Segment Start: RECORDS SHOWN
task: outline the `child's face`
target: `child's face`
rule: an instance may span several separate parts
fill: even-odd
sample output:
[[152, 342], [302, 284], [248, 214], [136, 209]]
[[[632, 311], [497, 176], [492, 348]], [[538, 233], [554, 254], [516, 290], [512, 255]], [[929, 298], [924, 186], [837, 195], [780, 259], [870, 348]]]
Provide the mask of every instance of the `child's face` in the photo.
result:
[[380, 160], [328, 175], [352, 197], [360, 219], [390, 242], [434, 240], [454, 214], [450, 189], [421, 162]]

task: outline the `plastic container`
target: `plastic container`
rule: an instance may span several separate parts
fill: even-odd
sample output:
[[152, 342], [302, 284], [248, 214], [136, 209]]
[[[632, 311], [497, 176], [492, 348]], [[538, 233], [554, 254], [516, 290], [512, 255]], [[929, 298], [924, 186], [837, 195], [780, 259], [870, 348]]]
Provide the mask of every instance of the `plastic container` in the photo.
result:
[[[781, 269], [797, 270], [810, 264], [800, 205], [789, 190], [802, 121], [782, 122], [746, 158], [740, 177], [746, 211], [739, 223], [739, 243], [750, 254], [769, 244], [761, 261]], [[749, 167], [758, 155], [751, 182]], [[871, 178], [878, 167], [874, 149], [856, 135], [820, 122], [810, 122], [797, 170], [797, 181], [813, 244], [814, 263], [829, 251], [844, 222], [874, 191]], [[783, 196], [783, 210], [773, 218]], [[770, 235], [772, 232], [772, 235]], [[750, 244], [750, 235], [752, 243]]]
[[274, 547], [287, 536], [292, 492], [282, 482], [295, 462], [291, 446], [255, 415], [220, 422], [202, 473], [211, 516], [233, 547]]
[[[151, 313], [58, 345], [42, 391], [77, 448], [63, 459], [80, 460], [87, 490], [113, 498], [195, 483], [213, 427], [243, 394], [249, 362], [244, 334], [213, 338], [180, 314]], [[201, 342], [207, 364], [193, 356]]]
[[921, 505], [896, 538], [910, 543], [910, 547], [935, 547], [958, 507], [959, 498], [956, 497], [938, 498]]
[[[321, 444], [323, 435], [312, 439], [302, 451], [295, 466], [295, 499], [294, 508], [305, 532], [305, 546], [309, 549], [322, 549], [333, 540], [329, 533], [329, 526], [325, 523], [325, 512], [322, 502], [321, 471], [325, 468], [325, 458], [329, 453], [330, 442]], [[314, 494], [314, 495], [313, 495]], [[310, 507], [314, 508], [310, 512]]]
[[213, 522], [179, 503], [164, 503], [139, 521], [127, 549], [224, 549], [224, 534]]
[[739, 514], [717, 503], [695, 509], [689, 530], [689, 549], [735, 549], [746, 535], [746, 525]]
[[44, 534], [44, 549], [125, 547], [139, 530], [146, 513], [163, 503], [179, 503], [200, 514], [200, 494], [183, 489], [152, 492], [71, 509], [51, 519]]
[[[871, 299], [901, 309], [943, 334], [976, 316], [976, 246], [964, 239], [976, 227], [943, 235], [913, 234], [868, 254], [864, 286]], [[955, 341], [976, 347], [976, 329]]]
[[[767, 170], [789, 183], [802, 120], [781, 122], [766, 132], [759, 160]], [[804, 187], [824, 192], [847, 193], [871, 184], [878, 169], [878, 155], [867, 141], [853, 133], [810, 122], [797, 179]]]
Segment End: RECORDS SHOWN
Give the number of lines in the entries that hold the string "task", and add nothing else.

2